:: WHAT TO WORK ON ::
Identify all lines in the data containing the string "white". Copy them out.

:: RECORDS ::
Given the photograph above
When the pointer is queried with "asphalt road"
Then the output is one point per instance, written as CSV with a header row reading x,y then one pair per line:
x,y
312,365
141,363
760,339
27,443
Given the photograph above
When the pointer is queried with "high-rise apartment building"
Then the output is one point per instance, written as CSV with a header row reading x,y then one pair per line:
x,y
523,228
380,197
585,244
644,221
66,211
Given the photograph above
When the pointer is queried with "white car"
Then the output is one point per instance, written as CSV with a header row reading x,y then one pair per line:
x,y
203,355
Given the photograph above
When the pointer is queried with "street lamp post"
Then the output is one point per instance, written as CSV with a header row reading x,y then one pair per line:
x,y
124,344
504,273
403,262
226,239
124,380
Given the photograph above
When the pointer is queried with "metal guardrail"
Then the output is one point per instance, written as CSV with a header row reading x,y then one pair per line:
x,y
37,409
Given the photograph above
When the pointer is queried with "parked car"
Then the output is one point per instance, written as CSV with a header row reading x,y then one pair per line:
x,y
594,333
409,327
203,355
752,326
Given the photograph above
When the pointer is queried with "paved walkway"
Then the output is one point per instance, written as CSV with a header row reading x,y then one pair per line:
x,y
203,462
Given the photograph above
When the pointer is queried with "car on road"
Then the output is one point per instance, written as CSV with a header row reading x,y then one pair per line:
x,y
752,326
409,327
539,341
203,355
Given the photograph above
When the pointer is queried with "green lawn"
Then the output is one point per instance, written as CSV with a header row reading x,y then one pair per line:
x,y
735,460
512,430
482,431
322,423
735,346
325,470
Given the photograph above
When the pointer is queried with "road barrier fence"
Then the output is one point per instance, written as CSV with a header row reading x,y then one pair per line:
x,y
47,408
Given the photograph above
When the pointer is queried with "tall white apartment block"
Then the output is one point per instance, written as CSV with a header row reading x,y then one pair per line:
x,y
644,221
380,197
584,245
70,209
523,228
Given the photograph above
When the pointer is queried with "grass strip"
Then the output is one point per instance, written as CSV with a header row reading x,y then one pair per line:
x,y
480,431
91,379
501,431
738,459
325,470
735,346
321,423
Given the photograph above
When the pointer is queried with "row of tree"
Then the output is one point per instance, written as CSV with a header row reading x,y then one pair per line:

:: WRITTEN RESPONSE ::
When the pointer is queried with "white car"
When the pointer is queried with "tall white apartment block"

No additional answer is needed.